**Texte extrait**
== == ==
Elle vient donc régulièrement acheter à moindre prix des produits vendus en supermarché et des vêtements neufs qu’elle ne peut pas se payer ailleurs pour « rester présentable en société », dit-elle.
Les étudiants et les personnes âgées nouvellement concernés
Avec la pandémie, de nouvelles catégories de personnes ont recours à l’aide humanitaire et associative. Depuis peu, les étudiants et les personnes âgées se font de plus en plus visibles au sein des différents magasins du Secours populaire de Lomme comme nous explique une salariée de l’association. « Ce sont souvent des habitués qui viennent faire leurs courses à l’épicerie solidaire, des visages connus depuis plusieurs années parfois. Là pour la première fois on a vu des étudiants. » Les personnes âgées, souvent seules, sont aussi devenues nombreuses ici profitant de faire leurs courses à moindre coût pour avoir de l’interaction sociale. Cependant, plusieurs bénévoles et salariés rencontrés dans les différentes boutiques de l’association reconnaissent qu’il y a un manque de sensibilisation de certaines catégories ayant basculé dans la précarité sur le fait qu’elles peuvent bénéficier de leurs services.
Les confinements successifs ont aussi permis une multiplication des donations matérielles aux associations, un effet bénéfique souligné par Jean-Marc Sergheraert : « Les gens ont eu le temps de trier et de faire des travaux, donc ils ramènent plus. » De quoi continuer la lutte face à la précarité et atteindre l’objectif rêvé pour le président du Secours populaire de Lomme : « Le jour où plus personne aura besoin de nos services, nous aurons gagné notre combat. »
Lino Prestimonaco
Zoom : Retour aux origines du Secours populaire
Le secours populaire est une association française à but non lucratif qui agit auprès des victimes de l’illégalité sociale, des catastrophes naturelles, de la misère, de la faim, etc… Comment le Secours populaire est-il devenu une association centrale dans l’humanitaire au fil des années?
== == ==
**Données disponibles**
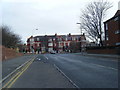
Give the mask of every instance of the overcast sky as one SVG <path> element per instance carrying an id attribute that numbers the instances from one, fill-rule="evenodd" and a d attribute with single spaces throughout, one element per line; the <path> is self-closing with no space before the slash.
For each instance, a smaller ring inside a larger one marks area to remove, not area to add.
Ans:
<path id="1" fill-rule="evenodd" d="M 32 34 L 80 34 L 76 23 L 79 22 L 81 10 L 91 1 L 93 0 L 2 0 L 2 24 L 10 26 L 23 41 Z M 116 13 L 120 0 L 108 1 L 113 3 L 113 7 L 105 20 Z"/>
== == ==
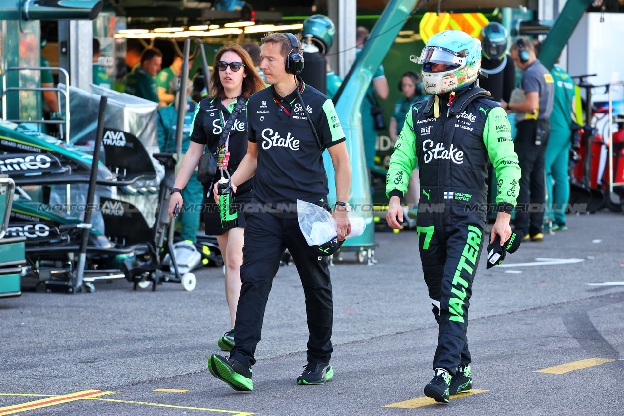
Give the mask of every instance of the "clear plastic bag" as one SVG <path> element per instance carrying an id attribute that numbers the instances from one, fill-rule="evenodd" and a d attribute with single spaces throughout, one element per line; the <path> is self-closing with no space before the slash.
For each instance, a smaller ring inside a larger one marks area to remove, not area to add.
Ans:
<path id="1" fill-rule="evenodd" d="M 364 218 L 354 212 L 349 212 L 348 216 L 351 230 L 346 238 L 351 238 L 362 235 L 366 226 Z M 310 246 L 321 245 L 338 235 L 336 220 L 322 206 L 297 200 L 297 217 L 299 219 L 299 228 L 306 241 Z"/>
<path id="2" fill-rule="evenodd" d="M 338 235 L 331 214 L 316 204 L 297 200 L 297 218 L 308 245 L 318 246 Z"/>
== == ==
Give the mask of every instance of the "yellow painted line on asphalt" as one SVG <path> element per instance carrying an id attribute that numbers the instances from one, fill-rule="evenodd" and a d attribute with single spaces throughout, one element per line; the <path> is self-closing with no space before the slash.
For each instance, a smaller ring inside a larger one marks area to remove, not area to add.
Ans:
== == ==
**À faire**
**a.** Dans l'article sur le Secours populaire de Lomme, comment Jean-Marc Sergheraert explique-t-il la hausse des dons matériels pendant les confinements ?
**b.** Poursuivez l'article sur le Secours populaire de Lomme après sa dernière phrase.

**Réponses**
**a.** Les gens ont eu le temps de trier et de faire des travaux, donc ils ramènent plus.

**b.**
Quelques dates clefs :
1- 1923 : création de la section française du Secours rouge international, qui se veut être la « Croix-Rouge du peuple ». Cette section se mobilise pour les millions de veuves et d’orphelins blessés de la Grande Guerre.
2- 1945 : création du Secours populaire par la fusion du Secours populaire de France et des colonies (ancienne section française du Secours rouge), et de l’Association nationale des victimes du nazisme (ANVN). Dans l’association sont présents des hommes et des femmes qui ont connu la vie clandestine de la Seconde Guerre Mondiale.
3- 1959-1980 : le Secours populaire va se confronter aux défis d’une autre ampleur lors des Trente Glorieuses et du choc pétrolier. Il interviendra auprès des victimes du tremblement de terre d’Agadir en 1960, mais interviendra aussi auprès d’autres victimes pour le franquisme en Espagne, du coup d’Etat au Chili en 1973 entre autres. Au cours des années 70, l’association organise la récupération de surplus agricoles pour les familles plongées dans le chômage dû à la fermeture programmée des mines du Nord. Cette action inspirera dix ans plus tard Les Restos du cœur.
4- 1980-2000 : en 1991-1994, le Secours populaire sera nommé Grande Cause nationale avec 29 autres associations. Cette association est toujours active en 2021 et est devenue au fil des années l’une des principales associations française luttant contre l’insécurité et l’isolement.